Segmentation mask data
━━━━━━━━━━━━━━━━━━━━

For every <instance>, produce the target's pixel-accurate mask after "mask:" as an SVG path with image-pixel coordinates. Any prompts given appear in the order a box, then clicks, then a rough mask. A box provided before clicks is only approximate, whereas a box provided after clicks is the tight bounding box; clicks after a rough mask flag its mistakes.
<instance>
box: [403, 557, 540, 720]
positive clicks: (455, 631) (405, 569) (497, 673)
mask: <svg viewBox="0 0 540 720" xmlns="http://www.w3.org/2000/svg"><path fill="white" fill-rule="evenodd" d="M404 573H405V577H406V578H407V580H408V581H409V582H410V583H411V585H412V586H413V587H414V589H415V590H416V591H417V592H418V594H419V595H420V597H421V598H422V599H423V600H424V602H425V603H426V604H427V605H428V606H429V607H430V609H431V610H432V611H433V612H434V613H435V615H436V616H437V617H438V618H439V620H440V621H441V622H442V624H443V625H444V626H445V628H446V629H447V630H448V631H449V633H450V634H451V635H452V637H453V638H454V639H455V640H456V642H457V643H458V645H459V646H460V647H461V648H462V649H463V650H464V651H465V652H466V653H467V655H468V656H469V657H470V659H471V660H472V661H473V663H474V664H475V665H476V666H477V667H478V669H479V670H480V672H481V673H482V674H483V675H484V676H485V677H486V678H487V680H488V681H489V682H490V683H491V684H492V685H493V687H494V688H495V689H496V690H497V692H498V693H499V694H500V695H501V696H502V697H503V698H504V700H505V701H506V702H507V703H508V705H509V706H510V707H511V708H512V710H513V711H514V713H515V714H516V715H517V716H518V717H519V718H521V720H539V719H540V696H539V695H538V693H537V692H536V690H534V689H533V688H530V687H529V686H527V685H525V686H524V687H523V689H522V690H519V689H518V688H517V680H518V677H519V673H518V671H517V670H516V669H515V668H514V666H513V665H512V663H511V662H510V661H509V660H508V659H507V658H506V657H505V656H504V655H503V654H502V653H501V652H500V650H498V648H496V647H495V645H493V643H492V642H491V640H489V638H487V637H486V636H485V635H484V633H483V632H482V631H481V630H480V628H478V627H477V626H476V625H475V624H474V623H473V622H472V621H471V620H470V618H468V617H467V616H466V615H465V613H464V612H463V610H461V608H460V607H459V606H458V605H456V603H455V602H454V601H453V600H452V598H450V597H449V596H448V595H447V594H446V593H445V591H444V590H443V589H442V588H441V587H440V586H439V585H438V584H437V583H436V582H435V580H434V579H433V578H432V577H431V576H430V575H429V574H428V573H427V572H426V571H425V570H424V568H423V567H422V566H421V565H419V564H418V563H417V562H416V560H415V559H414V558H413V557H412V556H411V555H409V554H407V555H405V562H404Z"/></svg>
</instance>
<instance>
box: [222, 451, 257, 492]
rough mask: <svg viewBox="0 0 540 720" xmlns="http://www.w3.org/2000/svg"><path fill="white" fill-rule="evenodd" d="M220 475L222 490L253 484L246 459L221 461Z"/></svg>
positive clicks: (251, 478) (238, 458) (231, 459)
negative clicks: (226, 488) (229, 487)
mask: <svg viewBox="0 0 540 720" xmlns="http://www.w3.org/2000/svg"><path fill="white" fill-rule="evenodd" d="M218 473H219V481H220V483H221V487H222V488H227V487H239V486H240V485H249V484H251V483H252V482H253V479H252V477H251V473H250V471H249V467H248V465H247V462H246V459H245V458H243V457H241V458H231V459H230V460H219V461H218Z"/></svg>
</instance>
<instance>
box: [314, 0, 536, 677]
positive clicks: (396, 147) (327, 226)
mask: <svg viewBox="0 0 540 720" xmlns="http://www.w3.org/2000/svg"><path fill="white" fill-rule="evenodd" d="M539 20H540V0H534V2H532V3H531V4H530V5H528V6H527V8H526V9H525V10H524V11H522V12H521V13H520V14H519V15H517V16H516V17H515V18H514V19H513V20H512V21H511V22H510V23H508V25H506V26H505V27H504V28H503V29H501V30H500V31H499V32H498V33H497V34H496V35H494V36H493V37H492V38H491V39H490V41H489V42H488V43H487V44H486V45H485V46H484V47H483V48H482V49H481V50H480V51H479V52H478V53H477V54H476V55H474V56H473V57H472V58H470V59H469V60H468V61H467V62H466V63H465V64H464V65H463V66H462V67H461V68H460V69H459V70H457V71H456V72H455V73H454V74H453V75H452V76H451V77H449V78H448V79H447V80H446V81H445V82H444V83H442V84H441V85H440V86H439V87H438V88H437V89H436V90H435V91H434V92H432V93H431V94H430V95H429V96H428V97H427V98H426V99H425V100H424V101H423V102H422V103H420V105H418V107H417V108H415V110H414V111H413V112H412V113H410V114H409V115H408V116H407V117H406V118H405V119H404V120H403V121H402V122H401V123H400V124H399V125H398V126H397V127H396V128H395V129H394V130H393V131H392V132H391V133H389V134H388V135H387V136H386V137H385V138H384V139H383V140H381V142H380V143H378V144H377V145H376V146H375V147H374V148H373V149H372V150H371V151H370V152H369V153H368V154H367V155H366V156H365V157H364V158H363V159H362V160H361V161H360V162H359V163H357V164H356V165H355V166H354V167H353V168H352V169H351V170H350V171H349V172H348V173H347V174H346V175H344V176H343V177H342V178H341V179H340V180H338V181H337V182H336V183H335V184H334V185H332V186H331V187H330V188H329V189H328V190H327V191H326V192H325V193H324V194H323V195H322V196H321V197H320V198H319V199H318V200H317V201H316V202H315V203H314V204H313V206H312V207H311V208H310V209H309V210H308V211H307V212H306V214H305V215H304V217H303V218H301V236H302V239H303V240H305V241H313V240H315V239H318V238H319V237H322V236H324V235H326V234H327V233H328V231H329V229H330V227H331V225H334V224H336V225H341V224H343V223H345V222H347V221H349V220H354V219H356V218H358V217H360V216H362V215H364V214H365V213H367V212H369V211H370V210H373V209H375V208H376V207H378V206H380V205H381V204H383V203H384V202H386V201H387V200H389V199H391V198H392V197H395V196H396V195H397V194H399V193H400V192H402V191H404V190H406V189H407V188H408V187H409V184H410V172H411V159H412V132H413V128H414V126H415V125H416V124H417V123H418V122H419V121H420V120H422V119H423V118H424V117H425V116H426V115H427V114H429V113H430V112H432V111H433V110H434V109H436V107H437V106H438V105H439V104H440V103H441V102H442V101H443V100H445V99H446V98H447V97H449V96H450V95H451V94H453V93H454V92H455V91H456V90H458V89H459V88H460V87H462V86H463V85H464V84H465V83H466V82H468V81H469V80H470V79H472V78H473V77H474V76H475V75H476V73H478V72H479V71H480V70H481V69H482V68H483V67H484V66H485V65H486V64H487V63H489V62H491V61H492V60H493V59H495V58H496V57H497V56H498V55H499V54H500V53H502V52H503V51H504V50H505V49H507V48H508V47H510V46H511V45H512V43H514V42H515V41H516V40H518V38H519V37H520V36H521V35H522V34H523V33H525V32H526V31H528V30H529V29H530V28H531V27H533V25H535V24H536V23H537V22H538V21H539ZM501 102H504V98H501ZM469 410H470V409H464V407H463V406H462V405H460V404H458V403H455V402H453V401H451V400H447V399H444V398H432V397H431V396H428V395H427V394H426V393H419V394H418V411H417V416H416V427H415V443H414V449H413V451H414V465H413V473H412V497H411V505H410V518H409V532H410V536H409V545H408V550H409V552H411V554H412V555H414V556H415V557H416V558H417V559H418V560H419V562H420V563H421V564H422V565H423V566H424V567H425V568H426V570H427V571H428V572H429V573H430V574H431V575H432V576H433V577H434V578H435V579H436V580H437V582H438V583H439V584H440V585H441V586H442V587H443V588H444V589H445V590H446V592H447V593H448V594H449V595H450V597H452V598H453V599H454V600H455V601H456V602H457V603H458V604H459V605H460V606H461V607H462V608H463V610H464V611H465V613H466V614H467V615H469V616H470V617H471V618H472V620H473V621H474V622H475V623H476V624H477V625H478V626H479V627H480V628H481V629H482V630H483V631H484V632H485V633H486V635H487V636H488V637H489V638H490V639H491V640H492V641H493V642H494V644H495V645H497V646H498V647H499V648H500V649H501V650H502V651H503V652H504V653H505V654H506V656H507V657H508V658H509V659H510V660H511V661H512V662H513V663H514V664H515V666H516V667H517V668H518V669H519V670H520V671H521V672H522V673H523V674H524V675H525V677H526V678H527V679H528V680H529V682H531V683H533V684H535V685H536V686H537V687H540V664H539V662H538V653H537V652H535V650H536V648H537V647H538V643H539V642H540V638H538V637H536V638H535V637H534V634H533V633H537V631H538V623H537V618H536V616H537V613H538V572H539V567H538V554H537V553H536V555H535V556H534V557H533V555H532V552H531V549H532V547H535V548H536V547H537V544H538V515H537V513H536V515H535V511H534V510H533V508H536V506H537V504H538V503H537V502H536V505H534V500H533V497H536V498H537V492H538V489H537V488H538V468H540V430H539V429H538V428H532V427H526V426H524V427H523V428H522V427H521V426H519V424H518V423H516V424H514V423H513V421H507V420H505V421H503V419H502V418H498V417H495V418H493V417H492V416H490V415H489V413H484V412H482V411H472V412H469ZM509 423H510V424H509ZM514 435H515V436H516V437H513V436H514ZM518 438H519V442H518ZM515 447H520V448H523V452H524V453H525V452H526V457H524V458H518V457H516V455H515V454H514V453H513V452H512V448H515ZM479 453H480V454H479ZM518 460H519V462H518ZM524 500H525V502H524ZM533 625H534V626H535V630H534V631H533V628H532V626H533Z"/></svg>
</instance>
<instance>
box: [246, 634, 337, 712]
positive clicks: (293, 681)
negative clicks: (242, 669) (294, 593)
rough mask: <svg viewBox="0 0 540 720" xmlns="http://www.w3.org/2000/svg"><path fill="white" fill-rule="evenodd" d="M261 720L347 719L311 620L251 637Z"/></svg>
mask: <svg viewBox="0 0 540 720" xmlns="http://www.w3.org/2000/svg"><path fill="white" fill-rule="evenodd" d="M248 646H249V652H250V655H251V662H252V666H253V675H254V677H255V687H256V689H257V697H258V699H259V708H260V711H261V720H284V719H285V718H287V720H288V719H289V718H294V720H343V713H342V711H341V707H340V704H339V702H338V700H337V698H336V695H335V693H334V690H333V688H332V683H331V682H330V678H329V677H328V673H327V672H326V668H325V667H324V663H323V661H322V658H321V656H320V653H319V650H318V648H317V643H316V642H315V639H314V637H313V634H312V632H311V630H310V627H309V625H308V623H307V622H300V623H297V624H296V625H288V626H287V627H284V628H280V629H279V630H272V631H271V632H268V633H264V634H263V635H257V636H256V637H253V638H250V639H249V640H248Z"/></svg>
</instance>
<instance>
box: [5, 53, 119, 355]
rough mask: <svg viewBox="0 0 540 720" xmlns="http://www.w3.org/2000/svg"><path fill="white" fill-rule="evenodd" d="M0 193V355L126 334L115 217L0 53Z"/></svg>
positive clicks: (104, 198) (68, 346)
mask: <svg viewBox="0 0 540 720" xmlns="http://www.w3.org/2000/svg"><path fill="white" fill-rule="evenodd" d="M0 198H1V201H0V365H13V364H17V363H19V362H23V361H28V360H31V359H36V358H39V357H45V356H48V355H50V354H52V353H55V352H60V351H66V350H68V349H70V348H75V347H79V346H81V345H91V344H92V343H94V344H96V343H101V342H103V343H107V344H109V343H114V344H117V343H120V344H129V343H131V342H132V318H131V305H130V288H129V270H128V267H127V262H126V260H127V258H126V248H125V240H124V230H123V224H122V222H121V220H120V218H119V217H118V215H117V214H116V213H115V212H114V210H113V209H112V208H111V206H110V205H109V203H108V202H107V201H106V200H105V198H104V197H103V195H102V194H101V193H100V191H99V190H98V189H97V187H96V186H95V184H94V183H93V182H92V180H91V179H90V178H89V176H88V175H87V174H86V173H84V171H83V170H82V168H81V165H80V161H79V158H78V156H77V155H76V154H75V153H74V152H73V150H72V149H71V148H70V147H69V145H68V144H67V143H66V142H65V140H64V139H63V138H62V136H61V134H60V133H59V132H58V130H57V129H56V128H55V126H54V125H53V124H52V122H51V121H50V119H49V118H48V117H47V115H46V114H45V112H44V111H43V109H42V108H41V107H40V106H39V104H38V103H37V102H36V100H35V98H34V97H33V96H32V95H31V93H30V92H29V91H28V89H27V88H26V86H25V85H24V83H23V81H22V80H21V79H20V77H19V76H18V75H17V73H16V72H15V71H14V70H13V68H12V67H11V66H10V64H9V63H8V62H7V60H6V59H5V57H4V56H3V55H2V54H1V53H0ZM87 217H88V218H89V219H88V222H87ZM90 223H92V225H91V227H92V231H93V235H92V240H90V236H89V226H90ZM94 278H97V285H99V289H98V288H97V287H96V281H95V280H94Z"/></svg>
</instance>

━━━━━━━━━━━━━━━━━━━━

WHAT THE TASK ASKS
Quote the lines of the records from the very first line through the line containing "positive clicks: (455, 631)", including both of those lines.

RESPONSE TO THIS EXERCISE
For every <instance>, produce the target's pixel-accurate mask after "mask:" as an SVG path with image-pixel coordinates. Any prompts given appear in the order a box, then clicks, then a rough mask. A box provided before clicks is only approximate, whereas a box provided after clicks is the tight bounding box; clicks after a rough mask flag its mistakes.
<instance>
box: [403, 557, 540, 720]
positive clicks: (455, 631) (405, 569) (497, 673)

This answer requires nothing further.